= Work required =
What lines in the following entries hold the word "tire"? Copy each one.

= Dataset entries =
__________
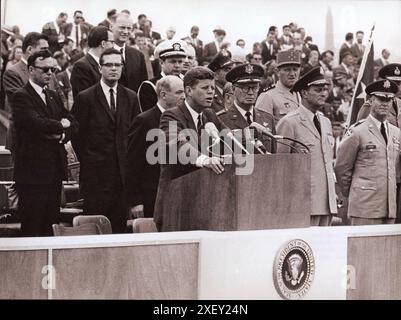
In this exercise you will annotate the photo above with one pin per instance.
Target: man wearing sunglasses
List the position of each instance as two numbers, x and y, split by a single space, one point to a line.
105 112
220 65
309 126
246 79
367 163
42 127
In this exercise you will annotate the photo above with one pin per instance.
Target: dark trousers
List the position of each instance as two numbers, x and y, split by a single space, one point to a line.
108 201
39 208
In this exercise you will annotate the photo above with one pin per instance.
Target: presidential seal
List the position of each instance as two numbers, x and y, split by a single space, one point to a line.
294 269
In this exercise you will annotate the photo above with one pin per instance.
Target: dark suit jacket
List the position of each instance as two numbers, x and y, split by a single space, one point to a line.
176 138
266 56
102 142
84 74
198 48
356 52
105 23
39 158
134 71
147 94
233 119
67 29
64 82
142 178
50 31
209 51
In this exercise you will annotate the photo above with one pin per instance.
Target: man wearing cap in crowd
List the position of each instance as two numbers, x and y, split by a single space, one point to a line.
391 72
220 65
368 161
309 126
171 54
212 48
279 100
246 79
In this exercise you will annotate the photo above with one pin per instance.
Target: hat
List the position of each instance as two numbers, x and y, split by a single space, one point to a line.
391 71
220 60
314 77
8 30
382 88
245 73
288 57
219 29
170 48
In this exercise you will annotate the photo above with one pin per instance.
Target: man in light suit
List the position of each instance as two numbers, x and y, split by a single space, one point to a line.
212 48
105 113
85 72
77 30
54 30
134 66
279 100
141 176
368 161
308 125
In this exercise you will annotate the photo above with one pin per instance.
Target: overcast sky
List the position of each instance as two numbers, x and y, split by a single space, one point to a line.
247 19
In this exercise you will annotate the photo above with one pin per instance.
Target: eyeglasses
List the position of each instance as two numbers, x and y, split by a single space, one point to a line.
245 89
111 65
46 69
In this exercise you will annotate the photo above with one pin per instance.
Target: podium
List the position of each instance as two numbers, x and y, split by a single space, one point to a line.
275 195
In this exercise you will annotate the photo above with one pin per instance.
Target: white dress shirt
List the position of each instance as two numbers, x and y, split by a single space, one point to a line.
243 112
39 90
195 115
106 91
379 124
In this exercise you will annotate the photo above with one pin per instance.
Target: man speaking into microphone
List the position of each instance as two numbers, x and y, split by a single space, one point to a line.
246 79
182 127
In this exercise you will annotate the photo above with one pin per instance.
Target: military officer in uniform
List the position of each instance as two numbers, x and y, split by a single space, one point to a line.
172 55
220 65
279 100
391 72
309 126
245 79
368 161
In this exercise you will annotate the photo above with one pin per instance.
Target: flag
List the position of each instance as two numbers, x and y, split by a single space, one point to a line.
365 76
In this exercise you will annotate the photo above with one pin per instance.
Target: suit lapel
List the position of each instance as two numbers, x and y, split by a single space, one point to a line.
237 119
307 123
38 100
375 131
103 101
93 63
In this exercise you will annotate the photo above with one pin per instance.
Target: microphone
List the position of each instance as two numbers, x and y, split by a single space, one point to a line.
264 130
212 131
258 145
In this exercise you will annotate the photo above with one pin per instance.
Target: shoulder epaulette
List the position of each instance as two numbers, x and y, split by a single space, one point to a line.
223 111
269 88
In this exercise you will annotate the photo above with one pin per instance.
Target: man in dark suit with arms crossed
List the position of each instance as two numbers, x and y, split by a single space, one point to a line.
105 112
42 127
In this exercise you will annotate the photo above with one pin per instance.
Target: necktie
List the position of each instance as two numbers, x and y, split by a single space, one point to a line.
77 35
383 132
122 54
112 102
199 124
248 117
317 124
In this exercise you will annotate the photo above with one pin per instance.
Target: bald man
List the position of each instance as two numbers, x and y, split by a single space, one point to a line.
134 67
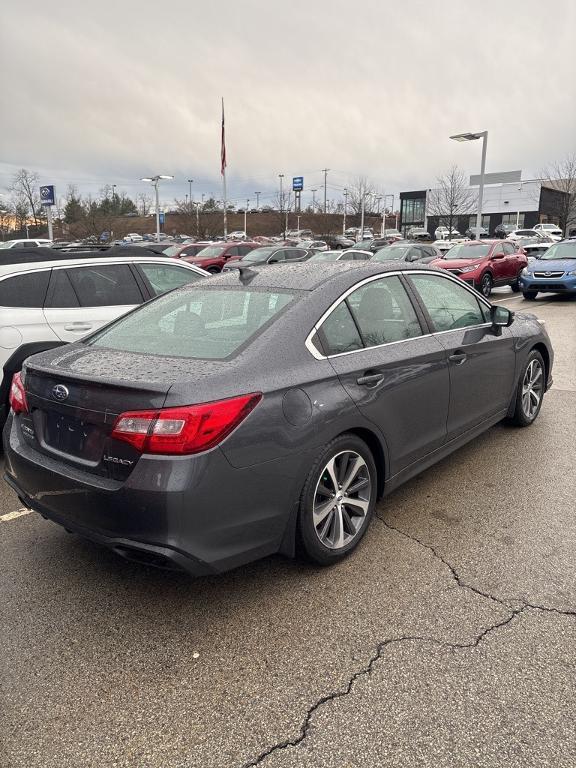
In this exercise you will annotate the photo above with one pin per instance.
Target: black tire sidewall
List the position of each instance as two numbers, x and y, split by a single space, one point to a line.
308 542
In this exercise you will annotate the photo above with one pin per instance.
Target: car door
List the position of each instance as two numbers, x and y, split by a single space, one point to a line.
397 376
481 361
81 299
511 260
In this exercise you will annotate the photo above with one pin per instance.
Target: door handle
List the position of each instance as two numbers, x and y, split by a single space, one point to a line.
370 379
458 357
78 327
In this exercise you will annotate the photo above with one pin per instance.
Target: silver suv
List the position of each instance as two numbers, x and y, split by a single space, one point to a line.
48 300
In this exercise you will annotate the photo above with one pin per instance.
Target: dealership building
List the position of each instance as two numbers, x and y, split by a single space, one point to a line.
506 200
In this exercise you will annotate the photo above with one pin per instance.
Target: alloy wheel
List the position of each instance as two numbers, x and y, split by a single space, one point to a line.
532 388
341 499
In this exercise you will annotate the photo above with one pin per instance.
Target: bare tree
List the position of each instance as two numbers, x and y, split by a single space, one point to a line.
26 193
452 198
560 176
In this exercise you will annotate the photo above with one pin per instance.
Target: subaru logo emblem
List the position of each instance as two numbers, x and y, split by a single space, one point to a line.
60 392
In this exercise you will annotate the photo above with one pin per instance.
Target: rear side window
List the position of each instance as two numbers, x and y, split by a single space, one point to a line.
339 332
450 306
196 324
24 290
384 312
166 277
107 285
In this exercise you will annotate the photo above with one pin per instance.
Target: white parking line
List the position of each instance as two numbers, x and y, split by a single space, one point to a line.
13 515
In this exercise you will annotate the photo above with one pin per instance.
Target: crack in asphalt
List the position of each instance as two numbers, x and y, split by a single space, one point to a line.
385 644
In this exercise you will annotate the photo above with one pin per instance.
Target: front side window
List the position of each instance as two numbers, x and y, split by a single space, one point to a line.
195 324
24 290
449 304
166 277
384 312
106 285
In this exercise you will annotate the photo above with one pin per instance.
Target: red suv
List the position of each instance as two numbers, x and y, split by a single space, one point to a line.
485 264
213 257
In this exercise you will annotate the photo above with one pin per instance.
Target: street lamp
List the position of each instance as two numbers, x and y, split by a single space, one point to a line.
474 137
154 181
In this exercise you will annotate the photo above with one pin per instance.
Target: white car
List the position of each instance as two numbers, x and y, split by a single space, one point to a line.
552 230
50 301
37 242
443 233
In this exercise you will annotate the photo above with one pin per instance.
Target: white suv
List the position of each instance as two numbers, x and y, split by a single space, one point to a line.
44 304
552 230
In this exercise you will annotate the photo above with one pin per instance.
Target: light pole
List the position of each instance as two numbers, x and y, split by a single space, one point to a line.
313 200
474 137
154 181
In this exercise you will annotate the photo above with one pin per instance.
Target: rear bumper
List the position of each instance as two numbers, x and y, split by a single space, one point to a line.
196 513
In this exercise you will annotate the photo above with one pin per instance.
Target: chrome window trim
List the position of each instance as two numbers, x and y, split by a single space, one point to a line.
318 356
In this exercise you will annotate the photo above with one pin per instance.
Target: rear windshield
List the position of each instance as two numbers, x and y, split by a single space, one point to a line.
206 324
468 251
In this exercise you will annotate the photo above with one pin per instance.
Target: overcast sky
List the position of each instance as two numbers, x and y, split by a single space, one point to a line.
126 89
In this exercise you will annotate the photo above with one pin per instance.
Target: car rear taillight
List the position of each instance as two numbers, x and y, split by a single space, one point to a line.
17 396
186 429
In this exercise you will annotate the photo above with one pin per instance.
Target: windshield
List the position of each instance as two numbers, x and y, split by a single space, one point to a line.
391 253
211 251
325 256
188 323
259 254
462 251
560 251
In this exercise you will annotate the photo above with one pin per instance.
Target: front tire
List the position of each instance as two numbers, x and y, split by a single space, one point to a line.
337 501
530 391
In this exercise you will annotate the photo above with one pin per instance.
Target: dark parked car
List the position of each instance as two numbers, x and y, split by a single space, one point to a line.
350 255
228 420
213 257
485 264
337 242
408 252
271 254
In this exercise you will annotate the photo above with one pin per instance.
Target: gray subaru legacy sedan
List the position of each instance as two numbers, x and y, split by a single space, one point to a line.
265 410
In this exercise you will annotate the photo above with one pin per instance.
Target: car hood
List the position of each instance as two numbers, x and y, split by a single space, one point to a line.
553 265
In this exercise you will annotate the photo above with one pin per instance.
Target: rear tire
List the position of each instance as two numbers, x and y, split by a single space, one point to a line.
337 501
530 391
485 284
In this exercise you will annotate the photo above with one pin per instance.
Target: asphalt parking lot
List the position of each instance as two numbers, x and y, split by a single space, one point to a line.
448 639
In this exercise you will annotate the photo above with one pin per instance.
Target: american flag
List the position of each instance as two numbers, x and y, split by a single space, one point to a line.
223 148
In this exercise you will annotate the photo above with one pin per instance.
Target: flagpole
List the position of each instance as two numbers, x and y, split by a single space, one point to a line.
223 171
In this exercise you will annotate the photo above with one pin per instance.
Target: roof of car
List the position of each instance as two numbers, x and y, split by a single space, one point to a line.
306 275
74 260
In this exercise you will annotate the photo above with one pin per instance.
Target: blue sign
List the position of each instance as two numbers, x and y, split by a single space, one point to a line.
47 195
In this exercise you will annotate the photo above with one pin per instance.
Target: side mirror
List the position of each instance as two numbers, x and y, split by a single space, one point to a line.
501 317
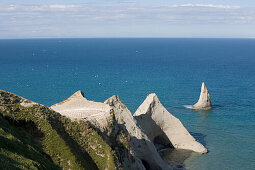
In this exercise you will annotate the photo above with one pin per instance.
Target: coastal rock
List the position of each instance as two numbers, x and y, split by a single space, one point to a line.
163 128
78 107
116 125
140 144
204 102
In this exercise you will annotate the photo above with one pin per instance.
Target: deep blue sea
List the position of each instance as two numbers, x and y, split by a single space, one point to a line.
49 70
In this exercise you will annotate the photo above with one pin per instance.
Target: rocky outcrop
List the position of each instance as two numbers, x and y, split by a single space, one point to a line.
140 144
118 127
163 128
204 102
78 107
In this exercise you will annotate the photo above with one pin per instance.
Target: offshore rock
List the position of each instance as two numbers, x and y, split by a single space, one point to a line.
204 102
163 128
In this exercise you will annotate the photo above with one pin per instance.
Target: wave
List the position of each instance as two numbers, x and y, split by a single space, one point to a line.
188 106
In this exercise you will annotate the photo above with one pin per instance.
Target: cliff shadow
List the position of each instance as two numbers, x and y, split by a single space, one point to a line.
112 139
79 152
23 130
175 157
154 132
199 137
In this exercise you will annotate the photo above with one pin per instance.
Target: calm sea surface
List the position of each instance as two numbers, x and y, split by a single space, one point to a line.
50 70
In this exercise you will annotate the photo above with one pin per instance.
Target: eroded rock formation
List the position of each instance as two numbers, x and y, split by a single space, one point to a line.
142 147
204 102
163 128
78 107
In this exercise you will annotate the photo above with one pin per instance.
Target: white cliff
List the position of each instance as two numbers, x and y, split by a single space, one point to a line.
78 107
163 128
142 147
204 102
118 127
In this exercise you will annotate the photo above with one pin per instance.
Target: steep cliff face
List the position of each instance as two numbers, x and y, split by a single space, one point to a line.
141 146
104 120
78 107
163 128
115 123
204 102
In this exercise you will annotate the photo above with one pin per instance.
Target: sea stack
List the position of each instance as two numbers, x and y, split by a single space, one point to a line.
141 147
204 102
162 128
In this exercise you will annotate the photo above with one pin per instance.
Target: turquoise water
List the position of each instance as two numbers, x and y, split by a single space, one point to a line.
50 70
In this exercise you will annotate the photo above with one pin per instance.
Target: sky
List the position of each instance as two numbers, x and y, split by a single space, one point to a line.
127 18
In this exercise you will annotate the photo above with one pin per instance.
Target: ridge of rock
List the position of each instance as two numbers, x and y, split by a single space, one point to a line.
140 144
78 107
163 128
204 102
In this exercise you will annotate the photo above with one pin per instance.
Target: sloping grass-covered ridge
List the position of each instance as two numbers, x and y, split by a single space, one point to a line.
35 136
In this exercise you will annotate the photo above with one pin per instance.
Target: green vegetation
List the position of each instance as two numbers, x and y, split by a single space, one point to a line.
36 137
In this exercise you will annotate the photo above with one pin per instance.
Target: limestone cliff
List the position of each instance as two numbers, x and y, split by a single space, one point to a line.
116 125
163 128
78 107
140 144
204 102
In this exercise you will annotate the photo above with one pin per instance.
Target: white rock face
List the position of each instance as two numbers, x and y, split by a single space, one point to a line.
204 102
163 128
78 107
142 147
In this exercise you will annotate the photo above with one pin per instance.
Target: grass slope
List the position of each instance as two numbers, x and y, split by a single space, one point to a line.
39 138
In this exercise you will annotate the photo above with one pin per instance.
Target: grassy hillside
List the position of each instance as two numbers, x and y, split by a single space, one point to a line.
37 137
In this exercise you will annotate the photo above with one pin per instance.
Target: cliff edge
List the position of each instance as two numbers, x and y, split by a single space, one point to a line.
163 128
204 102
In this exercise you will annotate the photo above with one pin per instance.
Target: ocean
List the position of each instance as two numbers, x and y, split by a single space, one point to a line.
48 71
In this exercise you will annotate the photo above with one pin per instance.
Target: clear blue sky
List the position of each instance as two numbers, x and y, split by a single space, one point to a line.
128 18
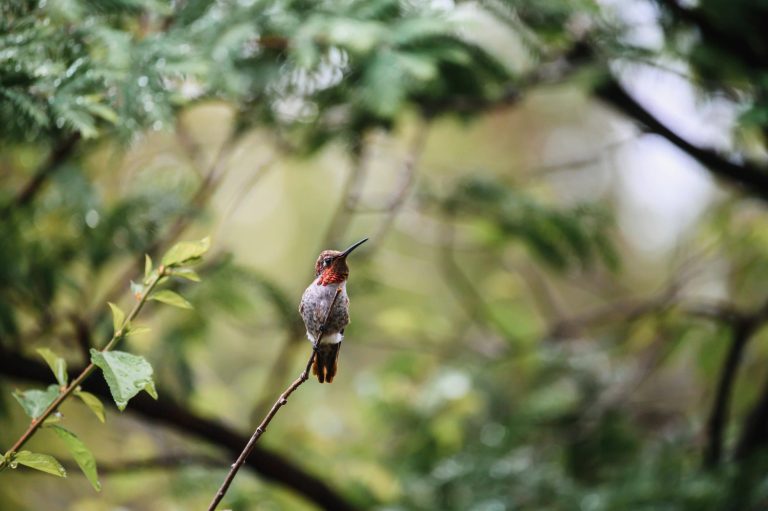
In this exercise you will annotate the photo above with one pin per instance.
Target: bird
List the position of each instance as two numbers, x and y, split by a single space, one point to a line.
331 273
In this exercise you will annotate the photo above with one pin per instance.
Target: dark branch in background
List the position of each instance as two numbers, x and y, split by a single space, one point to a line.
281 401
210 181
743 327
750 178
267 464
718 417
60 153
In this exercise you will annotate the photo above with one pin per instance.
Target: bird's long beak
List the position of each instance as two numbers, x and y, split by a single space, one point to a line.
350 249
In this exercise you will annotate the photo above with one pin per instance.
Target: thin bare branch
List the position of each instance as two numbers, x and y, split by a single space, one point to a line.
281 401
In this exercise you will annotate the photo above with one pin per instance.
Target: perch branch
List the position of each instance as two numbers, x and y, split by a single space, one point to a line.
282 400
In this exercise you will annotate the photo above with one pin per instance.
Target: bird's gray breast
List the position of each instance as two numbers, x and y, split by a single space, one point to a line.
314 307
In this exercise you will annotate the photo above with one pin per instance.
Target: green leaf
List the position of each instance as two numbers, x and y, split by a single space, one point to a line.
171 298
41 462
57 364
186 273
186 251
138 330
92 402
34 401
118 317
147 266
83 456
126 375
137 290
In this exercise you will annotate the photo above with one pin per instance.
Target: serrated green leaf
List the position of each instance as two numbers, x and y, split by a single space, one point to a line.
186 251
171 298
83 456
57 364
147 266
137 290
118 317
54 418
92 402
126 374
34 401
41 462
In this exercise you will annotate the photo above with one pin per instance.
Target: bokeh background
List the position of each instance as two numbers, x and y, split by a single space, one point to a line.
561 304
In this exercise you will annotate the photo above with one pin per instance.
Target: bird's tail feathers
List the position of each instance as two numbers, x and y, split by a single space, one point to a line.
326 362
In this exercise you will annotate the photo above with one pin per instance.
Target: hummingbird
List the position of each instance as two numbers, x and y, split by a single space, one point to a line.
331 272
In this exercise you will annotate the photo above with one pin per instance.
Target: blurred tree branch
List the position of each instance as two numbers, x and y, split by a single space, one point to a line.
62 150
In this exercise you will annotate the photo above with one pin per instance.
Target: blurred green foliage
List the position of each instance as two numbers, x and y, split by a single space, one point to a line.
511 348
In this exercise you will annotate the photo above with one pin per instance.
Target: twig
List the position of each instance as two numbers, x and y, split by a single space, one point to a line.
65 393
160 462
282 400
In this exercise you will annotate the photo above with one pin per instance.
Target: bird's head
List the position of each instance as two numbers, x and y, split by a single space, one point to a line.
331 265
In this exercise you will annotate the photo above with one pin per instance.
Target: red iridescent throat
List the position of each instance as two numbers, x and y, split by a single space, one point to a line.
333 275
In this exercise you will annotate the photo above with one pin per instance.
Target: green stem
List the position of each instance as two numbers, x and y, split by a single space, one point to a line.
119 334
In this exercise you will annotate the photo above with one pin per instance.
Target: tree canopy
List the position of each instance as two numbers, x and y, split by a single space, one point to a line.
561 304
__________
= Response to this task =
Target: black tire sidewall
Target: front tire
Target: rear tire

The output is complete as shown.